• EXTRACT:
The 1895 Minnesota Golden Gophers football team represented the University of Minnesota as an independent the 1895 college football season. It was the only season under head coach Pudge Heffelfinger.

On January 11, 1895, the Presidents of several schools met in a preliminary meeting and formed a group which would become the Intercollegiate Conference of Faculty Representatives, known today as the Big Ten Conference.

As a result of this emerging conference, this season was Minnesota's last season as an independent. Minnesota won its first ever match with Chicago with a last minute touchdown to win a very close, physical game by a score of 10–6. Financially, the team rebounded from some lean years. They "secured a large subscription from the business men of the city, the attendance at all of the games was good, and at the close of the season there was a large surplus in the treasury."

• AVAILABLE DATA:
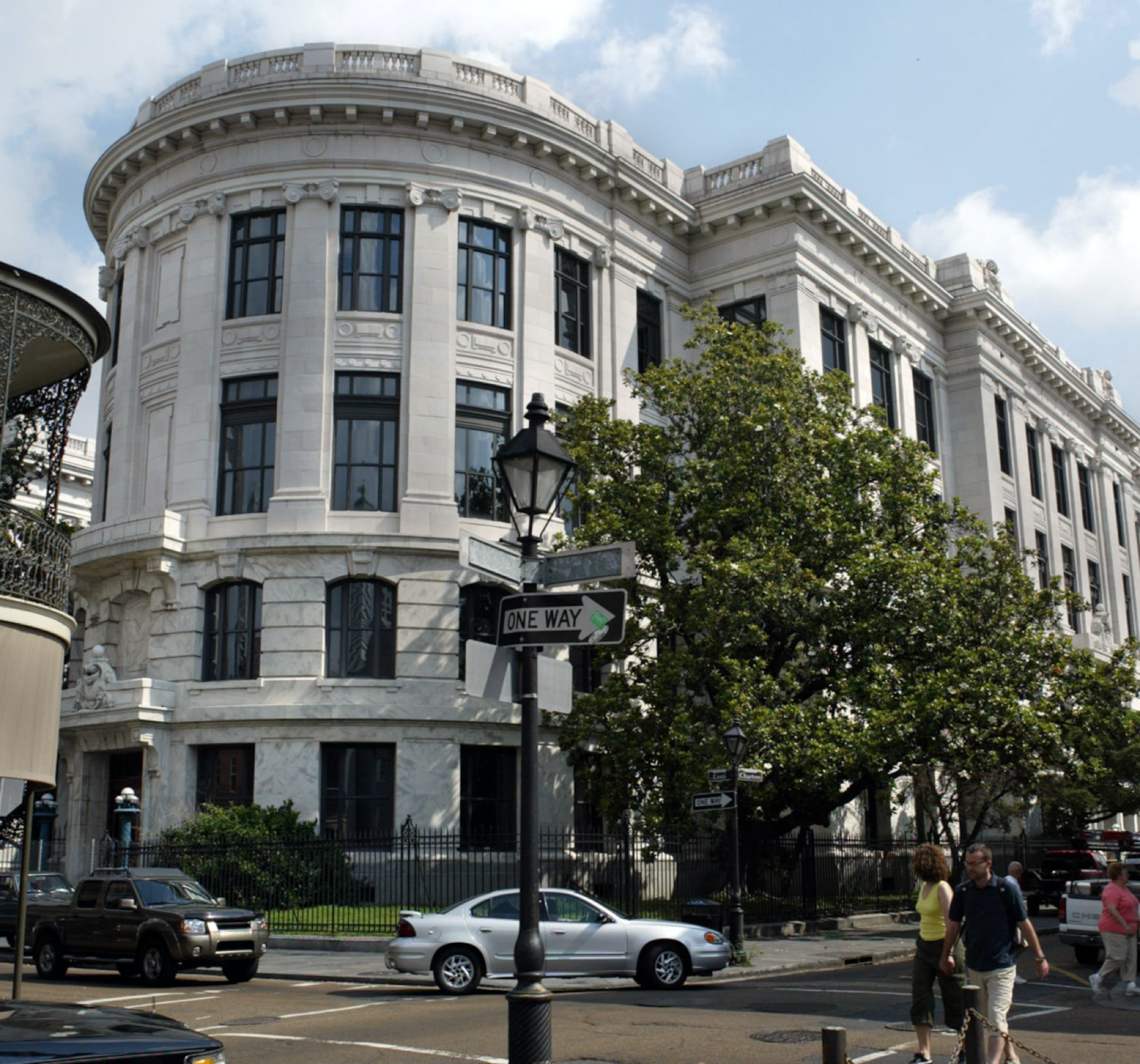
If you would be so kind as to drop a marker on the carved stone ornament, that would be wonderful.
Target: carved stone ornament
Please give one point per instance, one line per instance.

• GIVEN TASK 1: In the Minnesota football passage, who was the head coach for the 1895 season?
• GIVEN TASK 2: Swap "Golden Gophers" for "Gophers" in the Minnesota football passage, then write out everything from "The 1895 Minnesota" down to "coach Pudge Heffelfinger.".
The lines aren't needed for this.

• RESPONSE 1: Pudge Heffelfinger

• RESPONSE 2:
The 1895 Minnesota Gophers football team represented the University of Minnesota as an independent the 1895 college football season. It was the only season under head coach Pudge Heffelfinger.